● **Given exercise**: Take the line that contains "If you could point out the tree trunk" and each line after it in the material below, and transcribe them exactly, stopping at the end.

** start of Material **

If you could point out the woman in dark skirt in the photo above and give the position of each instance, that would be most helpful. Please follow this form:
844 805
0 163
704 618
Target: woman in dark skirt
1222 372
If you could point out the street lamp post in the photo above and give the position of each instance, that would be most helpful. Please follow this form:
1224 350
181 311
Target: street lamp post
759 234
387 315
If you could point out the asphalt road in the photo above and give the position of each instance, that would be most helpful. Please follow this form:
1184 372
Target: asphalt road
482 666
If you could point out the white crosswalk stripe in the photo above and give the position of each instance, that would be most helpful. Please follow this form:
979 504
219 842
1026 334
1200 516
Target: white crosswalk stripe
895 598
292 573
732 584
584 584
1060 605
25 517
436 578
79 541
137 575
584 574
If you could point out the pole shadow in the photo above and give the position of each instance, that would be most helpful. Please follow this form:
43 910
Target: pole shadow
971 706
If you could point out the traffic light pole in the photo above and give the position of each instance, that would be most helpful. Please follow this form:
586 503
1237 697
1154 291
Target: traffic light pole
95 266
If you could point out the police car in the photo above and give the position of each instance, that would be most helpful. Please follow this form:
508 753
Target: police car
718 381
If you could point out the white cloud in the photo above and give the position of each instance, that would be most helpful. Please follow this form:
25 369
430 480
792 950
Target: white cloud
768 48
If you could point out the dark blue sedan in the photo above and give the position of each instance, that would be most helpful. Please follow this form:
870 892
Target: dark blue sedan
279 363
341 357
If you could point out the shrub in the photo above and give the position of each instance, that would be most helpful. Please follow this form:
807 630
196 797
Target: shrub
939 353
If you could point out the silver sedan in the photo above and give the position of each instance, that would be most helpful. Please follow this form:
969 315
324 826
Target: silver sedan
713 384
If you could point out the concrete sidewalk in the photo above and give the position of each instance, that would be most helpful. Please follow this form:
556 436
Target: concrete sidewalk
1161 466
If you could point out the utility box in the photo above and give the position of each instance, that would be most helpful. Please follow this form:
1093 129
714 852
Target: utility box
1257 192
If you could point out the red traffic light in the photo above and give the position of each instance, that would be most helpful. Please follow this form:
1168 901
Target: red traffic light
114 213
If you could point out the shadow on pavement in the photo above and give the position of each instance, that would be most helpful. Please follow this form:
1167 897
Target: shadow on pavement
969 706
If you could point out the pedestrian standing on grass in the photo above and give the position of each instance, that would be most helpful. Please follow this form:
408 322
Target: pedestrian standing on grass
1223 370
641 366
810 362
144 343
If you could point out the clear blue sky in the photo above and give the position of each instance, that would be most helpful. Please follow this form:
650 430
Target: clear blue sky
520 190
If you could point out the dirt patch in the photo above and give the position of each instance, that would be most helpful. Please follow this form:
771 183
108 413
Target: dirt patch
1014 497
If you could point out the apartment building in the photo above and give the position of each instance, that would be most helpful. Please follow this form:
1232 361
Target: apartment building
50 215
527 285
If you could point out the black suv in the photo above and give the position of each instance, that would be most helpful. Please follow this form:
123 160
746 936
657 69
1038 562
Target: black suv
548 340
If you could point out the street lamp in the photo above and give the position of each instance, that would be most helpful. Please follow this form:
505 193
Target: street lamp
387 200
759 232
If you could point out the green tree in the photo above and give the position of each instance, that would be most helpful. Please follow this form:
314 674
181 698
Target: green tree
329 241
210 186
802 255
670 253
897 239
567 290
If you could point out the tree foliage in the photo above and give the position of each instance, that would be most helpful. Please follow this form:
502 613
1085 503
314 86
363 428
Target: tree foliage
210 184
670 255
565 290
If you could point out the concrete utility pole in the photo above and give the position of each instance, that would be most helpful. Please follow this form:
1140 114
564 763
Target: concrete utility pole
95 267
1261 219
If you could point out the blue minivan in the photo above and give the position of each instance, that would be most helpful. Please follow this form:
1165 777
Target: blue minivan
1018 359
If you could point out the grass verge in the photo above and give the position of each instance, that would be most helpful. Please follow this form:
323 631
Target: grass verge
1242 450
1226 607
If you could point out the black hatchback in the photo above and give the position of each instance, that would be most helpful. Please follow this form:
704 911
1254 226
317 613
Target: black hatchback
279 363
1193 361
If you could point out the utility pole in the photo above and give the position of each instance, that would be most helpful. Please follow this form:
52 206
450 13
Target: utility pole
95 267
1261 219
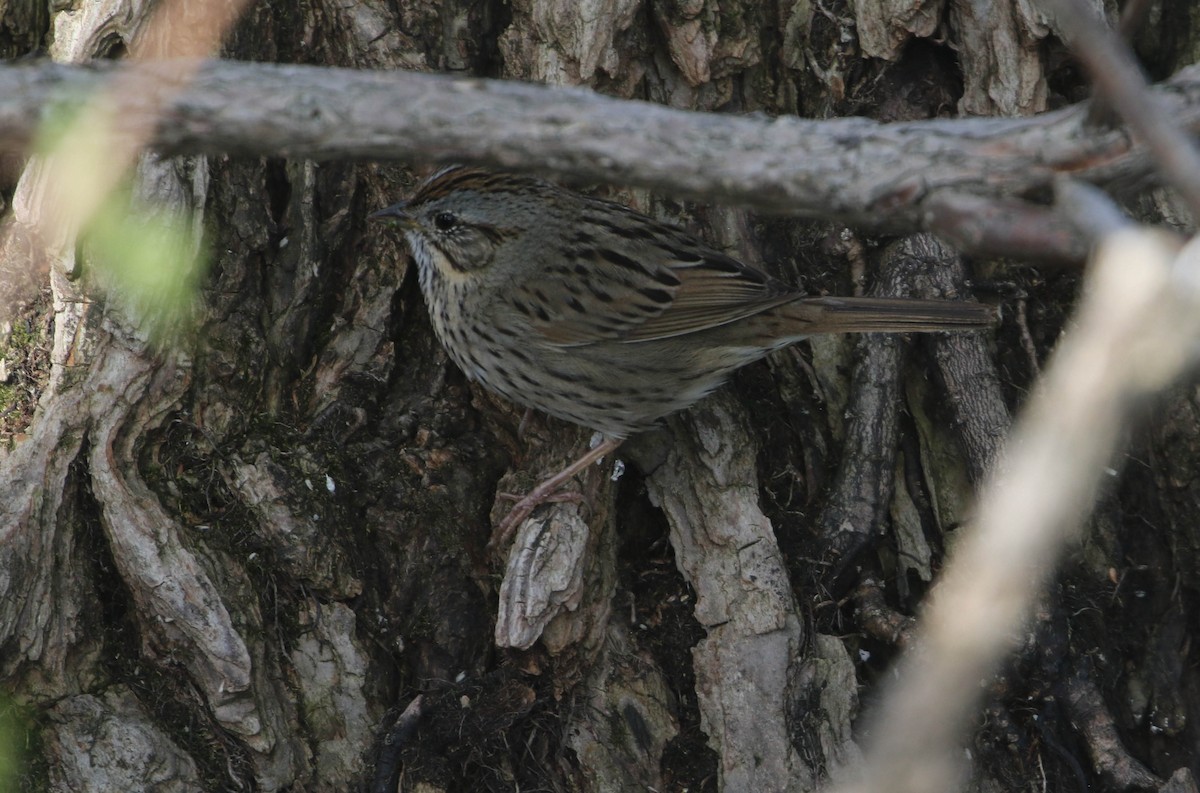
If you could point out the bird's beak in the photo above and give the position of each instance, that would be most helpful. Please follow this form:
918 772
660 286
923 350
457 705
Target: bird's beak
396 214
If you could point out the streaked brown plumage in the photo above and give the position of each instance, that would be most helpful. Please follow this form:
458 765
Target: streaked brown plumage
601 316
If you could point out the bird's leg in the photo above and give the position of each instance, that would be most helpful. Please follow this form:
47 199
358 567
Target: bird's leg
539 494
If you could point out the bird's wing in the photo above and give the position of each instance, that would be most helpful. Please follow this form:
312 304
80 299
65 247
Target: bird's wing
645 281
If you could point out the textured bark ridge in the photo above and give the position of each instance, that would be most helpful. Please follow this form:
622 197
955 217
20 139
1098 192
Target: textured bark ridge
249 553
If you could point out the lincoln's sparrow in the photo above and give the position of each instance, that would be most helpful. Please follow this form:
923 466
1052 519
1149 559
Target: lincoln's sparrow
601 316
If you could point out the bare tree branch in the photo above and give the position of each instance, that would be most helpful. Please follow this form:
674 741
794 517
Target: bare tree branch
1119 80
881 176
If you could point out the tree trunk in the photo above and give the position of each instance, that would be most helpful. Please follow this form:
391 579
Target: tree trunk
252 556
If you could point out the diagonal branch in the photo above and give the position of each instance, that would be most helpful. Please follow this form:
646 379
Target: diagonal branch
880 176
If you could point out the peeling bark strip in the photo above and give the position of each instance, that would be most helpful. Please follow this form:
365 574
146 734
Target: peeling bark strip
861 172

** end of Material **

● **Reply to the exercise**:
If you could point out the tree trunk in the photo above and give the position of each instance, that would be most helpful. Please follow this form:
391 579
Target: tree trunk
252 556
If you could point out the diagonal branch in the photo above and give the position of each instance, that would be most helpful. Please follow this form:
646 379
Target: diagonal branch
880 176
If you could point out the peeling bark strip in the photo above and give the position of each instance, that would be most helpful. Please follow this form:
365 574
146 734
Target: peeling bark strip
861 172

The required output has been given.